* WHAT TO DO:
Repeat the lines from the one containing "Task: kindly identify the traffic" through the last line, swapping "black handbag" for "dark leather purse" and leaving everything else unchanged.

* AVAILABLE DATA:
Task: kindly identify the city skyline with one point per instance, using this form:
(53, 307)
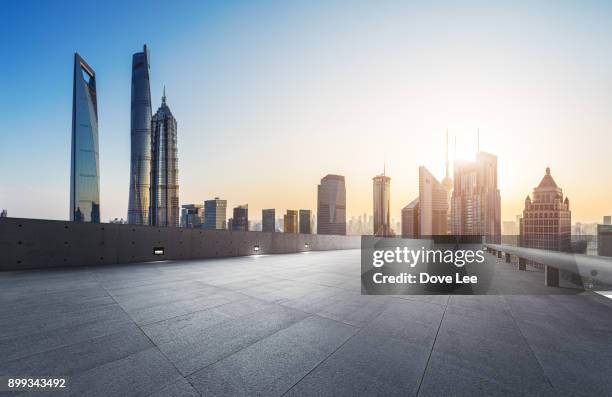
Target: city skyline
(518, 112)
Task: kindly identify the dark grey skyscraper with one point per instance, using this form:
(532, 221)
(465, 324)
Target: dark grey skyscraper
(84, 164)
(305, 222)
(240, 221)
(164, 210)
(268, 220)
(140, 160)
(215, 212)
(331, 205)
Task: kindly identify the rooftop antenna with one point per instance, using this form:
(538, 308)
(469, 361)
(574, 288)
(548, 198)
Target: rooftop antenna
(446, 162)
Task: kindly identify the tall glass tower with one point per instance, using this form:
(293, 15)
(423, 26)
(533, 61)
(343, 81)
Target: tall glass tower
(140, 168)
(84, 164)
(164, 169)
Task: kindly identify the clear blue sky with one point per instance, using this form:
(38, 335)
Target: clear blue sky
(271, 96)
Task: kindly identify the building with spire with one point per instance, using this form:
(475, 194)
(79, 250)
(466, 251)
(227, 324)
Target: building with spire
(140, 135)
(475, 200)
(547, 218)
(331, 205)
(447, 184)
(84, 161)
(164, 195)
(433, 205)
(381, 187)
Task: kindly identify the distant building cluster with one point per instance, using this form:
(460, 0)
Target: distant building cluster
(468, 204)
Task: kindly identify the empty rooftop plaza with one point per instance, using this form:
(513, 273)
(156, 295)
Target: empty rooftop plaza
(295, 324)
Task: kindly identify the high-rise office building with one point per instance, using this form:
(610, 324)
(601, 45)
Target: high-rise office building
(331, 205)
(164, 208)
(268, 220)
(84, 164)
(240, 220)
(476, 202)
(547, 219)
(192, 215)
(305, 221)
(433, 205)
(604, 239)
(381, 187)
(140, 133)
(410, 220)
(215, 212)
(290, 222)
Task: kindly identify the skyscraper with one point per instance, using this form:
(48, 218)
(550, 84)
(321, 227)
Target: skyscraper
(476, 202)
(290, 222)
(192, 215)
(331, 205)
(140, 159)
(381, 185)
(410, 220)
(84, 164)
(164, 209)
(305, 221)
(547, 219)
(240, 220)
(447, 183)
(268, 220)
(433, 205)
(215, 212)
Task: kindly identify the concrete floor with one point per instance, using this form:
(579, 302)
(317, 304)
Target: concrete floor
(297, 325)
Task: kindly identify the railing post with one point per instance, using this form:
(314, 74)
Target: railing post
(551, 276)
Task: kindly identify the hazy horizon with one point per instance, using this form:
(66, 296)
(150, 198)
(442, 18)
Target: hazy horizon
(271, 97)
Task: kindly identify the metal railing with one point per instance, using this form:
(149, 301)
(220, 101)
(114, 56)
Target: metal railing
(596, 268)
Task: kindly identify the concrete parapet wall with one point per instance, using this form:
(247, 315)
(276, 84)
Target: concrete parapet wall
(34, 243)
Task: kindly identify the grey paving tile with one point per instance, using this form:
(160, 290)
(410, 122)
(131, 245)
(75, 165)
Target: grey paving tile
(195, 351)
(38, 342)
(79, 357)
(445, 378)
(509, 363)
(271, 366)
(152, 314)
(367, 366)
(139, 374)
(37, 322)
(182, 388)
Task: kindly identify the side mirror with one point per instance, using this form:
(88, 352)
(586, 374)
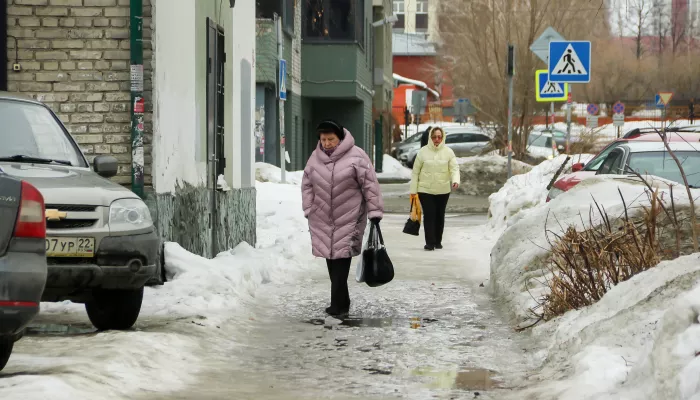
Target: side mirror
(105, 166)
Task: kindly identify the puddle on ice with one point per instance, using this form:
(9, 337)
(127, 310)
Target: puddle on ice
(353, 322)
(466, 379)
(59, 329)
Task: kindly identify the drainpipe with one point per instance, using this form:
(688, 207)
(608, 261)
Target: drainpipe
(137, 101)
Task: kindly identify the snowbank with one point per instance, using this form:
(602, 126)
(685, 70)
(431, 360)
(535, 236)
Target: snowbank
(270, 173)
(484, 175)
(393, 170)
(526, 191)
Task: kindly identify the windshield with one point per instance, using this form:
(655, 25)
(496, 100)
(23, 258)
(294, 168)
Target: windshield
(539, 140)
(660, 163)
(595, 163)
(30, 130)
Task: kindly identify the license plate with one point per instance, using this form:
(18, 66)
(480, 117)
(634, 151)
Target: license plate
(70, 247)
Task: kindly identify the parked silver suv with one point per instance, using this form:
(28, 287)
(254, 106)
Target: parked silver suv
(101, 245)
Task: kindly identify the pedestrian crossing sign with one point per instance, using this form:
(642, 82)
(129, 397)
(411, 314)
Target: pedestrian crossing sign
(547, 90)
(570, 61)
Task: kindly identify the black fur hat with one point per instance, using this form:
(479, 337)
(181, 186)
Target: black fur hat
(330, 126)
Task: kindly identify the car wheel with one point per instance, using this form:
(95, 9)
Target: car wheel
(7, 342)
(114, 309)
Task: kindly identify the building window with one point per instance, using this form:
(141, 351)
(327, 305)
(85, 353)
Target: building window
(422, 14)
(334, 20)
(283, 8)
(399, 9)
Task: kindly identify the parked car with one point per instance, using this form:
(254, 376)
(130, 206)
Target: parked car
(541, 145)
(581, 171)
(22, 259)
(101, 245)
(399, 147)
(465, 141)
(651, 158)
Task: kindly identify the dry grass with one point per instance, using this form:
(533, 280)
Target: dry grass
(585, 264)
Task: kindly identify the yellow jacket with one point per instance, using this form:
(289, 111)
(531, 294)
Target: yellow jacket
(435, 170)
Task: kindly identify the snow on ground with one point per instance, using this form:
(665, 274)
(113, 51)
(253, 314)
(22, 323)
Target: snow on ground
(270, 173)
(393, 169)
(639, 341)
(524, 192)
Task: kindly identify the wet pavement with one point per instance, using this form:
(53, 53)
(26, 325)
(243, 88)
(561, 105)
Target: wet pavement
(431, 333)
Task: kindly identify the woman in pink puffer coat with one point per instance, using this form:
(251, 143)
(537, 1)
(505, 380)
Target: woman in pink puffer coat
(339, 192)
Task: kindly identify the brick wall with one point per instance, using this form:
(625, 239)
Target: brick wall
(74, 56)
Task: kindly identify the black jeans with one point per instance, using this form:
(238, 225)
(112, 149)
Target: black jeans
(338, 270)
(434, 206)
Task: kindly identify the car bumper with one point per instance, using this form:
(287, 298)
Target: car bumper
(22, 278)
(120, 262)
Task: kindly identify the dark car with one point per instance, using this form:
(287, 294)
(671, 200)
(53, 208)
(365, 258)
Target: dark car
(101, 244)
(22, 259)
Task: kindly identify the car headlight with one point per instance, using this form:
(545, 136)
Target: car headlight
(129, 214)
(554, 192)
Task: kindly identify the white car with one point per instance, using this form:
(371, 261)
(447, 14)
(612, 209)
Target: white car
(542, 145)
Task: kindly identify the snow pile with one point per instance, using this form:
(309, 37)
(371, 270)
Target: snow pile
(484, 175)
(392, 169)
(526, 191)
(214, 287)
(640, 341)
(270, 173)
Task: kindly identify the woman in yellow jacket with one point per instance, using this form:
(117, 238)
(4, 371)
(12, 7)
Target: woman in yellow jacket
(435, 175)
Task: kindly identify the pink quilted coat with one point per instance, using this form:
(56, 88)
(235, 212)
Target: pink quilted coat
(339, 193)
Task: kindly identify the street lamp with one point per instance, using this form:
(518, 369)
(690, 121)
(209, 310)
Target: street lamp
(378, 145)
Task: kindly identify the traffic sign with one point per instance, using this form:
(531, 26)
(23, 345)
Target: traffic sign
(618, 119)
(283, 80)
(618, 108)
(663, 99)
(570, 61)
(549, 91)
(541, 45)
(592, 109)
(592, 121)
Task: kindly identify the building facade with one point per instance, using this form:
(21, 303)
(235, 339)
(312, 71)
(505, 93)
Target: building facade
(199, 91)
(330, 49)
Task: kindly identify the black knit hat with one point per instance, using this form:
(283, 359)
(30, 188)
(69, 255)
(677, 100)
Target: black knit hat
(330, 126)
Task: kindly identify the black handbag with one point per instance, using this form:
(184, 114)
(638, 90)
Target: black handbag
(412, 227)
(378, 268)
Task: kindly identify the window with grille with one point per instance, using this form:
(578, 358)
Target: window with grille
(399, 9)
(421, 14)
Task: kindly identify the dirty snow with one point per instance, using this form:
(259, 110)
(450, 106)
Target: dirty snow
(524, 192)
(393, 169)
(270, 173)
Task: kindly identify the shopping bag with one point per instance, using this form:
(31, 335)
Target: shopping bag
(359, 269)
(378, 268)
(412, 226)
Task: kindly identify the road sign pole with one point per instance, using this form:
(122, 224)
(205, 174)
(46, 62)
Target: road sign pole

* RESULT FOR THIS EXERCISE:
Task: kindly identify the traffic sign with one point per instance, using this form:
(531, 26)
(23, 345)
Target: traffic sign
(618, 119)
(283, 80)
(618, 108)
(663, 99)
(570, 61)
(549, 91)
(541, 45)
(592, 109)
(592, 121)
Task: kindly identify the building facade with one point per instance, using this form:
(21, 303)
(235, 339)
(312, 71)
(505, 93)
Target: building facade
(199, 91)
(330, 49)
Task: kindly identify the black knit hat with one point per instance, using this form:
(283, 359)
(30, 188)
(69, 255)
(677, 100)
Target: black knit hat
(330, 126)
Task: kindly identify the dark leather purse with one point per instance, using this form:
(184, 114)
(638, 90)
Target: dark leather purse
(412, 227)
(378, 268)
Task: kindly identify the window with grille with one point per instance, using this form:
(578, 358)
Target: window with grille
(399, 9)
(421, 14)
Task: kindly identify the dirty snow with one point per instance, using this form:
(259, 110)
(450, 106)
Target: dirty snow
(524, 192)
(393, 169)
(270, 173)
Task: kindly identify the shopping bag with one point per instance, using this form:
(31, 335)
Target: shopping bag
(359, 269)
(378, 268)
(412, 226)
Task: kindly identify the road sign pole with one point per instance, using this form:
(122, 224)
(205, 174)
(46, 62)
Target: road sign pole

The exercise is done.